(Records from a data source)
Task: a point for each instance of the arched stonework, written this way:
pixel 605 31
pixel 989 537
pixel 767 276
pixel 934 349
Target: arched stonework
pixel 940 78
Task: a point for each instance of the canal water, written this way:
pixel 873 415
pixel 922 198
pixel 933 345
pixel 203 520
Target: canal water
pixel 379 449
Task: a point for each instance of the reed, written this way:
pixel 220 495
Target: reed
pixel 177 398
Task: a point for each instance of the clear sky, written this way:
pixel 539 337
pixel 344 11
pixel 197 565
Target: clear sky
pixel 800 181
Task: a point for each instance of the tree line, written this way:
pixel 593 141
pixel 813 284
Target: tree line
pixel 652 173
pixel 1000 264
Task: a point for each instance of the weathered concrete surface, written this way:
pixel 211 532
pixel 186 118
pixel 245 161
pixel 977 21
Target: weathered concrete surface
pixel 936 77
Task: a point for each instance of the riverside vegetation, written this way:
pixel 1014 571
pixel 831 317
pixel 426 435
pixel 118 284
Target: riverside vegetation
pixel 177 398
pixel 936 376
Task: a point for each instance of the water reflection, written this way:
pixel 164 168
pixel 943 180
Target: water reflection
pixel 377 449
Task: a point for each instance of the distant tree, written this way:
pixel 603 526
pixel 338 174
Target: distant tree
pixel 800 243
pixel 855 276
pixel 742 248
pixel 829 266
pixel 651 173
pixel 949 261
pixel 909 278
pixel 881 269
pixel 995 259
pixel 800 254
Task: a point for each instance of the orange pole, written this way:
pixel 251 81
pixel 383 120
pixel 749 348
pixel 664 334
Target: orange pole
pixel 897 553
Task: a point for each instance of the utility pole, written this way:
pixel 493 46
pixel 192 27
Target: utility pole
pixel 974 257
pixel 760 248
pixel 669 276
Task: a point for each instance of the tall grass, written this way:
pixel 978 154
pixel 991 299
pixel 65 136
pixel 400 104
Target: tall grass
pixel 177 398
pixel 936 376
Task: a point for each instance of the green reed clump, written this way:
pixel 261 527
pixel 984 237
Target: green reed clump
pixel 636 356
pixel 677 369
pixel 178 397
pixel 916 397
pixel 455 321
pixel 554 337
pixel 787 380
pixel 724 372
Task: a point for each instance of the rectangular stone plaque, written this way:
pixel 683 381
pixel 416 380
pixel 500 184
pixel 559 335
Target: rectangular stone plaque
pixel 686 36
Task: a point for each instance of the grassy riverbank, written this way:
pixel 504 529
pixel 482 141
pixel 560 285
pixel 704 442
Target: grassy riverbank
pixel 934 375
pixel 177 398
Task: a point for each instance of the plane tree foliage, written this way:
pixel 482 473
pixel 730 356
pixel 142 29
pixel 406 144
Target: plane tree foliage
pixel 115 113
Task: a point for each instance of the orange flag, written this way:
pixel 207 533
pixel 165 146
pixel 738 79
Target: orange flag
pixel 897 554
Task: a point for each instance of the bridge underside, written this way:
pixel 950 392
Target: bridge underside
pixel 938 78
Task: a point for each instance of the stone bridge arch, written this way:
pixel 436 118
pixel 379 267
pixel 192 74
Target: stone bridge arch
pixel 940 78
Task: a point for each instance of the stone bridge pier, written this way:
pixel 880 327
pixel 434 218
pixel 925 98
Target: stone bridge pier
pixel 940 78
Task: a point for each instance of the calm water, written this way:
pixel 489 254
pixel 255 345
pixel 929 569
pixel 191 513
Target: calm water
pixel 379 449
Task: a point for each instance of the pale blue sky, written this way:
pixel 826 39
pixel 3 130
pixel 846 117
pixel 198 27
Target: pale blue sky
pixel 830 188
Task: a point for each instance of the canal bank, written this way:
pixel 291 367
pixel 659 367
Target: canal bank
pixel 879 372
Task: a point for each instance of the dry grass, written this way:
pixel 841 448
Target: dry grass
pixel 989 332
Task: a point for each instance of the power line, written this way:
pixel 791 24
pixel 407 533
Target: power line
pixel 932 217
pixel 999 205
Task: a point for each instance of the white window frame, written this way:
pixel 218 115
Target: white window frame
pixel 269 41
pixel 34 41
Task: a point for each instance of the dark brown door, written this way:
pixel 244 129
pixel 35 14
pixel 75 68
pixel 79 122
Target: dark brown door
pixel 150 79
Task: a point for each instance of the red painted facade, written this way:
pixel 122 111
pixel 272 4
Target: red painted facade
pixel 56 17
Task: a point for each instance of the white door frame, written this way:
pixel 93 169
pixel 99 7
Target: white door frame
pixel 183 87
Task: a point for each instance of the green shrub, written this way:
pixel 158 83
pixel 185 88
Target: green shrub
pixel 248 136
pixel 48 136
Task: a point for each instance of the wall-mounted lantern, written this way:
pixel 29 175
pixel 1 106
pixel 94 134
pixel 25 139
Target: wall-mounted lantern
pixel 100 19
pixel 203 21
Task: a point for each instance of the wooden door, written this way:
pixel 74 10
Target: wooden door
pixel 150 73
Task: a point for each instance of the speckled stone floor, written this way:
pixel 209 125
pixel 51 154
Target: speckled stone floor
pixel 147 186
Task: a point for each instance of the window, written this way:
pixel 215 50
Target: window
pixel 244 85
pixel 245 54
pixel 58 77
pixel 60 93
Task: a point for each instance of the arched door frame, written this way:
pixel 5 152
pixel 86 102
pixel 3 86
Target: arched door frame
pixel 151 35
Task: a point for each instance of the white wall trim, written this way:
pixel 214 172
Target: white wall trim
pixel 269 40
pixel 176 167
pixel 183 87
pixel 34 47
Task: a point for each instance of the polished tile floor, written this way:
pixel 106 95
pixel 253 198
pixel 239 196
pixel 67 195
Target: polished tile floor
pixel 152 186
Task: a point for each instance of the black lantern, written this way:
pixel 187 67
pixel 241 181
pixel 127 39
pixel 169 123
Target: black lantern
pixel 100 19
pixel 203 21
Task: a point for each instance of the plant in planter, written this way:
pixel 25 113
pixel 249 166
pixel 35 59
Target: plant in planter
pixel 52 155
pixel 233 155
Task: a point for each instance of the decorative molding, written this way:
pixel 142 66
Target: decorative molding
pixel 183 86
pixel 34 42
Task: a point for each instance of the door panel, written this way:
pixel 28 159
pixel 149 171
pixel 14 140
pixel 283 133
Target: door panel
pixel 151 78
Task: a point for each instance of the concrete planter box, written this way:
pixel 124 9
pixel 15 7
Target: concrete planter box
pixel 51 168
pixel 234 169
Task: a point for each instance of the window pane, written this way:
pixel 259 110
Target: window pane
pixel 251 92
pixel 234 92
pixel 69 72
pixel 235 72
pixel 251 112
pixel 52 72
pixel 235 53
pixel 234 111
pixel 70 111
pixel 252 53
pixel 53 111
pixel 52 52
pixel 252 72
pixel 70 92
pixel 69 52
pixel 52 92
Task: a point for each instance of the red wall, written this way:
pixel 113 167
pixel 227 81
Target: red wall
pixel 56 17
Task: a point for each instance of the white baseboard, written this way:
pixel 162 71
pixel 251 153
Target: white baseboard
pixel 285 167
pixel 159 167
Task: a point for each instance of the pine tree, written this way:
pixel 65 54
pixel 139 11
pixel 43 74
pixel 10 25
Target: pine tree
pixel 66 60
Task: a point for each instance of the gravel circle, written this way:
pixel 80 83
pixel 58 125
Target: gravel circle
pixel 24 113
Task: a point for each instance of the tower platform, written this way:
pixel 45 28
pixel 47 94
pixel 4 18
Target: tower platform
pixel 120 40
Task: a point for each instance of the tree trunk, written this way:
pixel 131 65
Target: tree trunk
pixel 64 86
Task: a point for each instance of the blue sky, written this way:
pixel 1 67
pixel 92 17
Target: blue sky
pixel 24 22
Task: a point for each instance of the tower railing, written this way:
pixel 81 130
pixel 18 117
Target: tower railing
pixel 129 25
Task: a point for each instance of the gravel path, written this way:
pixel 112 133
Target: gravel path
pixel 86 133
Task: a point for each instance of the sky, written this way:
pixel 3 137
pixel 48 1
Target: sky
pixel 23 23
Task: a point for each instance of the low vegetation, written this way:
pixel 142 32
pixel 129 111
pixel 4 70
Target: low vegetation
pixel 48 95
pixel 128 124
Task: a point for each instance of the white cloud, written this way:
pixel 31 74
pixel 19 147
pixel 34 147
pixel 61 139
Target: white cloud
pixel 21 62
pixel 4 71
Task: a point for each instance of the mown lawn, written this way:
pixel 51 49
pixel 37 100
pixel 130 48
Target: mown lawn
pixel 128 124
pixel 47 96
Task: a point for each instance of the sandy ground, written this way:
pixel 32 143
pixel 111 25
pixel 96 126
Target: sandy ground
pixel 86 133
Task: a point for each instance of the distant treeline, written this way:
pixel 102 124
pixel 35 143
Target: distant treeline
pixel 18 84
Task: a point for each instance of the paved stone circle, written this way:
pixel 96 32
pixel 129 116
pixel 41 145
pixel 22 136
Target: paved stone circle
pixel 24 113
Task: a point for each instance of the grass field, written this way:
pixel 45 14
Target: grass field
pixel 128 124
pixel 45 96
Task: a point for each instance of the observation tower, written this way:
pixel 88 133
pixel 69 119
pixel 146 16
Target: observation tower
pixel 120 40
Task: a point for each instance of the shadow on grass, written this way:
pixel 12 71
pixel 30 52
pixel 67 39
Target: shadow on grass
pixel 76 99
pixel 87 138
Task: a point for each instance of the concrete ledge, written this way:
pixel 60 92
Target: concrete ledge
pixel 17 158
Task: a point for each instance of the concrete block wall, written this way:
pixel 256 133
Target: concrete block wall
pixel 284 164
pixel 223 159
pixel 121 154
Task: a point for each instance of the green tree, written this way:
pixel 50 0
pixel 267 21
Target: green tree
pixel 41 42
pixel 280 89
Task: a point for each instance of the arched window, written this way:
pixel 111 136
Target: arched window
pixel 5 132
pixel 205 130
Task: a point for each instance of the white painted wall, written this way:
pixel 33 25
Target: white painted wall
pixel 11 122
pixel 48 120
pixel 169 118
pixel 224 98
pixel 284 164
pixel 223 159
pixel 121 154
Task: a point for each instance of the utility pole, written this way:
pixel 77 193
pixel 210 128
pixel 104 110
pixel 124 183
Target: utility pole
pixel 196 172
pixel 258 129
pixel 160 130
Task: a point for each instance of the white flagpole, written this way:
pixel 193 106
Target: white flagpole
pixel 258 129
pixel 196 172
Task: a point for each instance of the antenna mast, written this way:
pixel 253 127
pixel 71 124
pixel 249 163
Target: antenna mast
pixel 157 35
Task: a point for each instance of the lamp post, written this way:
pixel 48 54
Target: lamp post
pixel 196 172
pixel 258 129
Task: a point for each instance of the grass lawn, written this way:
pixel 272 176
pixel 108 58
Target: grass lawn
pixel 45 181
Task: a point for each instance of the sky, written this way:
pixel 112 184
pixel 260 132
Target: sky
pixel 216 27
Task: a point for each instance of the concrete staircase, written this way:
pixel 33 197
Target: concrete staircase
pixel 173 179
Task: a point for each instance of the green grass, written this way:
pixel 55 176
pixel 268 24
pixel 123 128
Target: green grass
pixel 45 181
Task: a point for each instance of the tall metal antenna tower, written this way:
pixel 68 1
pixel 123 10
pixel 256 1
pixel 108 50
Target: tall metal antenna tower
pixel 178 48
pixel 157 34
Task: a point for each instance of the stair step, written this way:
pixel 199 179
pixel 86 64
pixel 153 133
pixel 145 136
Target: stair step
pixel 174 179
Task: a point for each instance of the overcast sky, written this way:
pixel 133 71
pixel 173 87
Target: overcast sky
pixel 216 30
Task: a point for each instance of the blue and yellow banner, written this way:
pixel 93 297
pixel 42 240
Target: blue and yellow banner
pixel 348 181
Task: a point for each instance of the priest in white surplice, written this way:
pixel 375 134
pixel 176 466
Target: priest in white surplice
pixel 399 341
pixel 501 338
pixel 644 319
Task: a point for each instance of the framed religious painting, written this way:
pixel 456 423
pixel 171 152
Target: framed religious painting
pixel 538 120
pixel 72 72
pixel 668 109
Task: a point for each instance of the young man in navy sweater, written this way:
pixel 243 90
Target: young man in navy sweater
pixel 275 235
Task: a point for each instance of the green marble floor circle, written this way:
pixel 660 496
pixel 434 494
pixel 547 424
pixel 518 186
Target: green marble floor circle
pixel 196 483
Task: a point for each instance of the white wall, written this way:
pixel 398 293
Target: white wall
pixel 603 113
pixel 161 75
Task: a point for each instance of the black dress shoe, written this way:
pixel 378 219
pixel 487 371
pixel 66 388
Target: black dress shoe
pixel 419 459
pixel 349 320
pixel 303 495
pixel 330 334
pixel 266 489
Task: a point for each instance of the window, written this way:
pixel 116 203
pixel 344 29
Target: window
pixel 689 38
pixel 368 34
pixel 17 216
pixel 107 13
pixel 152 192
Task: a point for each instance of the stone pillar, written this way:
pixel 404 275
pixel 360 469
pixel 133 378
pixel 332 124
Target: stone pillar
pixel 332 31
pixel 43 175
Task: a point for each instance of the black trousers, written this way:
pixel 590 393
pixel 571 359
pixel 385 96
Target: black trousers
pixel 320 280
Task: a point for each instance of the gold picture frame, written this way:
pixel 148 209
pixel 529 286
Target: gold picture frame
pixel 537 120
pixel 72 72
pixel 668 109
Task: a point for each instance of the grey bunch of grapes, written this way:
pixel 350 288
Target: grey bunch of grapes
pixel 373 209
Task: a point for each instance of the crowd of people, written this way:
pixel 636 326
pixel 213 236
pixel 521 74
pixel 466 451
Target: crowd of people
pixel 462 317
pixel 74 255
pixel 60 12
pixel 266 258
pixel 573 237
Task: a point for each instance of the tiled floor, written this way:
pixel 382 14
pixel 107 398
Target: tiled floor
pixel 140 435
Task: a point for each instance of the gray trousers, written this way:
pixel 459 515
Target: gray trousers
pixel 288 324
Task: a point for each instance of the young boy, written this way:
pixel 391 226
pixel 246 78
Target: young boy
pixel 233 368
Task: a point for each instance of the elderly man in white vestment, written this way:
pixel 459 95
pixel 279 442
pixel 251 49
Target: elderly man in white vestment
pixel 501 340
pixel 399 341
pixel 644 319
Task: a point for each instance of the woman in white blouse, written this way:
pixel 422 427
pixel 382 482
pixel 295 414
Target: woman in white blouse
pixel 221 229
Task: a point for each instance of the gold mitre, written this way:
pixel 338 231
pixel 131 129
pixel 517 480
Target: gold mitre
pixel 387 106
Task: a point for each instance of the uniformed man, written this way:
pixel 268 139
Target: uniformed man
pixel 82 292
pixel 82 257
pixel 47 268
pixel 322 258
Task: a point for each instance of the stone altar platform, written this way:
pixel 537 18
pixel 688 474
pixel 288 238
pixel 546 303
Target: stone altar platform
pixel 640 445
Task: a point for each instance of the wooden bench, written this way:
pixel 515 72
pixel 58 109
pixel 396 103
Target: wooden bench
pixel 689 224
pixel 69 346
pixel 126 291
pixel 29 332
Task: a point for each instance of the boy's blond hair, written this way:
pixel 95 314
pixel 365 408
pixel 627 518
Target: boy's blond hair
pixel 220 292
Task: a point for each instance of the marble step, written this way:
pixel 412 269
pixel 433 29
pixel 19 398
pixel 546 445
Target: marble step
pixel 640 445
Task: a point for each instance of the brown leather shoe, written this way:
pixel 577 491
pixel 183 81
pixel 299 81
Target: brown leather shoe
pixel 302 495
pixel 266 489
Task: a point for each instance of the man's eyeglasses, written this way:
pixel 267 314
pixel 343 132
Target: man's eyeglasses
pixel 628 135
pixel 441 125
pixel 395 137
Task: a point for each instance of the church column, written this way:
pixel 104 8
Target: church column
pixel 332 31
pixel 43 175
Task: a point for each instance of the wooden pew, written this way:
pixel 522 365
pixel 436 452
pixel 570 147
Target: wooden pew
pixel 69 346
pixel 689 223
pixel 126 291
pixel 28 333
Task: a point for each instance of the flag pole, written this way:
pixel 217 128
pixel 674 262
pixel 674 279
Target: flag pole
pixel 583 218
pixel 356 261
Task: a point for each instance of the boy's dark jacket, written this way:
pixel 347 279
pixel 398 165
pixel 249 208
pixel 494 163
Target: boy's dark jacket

**ASSIGNMENT:**
Find every line in the records that uses the string "jacket", then copy it.

**RESPONSE TO THE TASK:**
Task: a point for each instance of the boy's dark jacket, written this way:
Target: boy's dark jacket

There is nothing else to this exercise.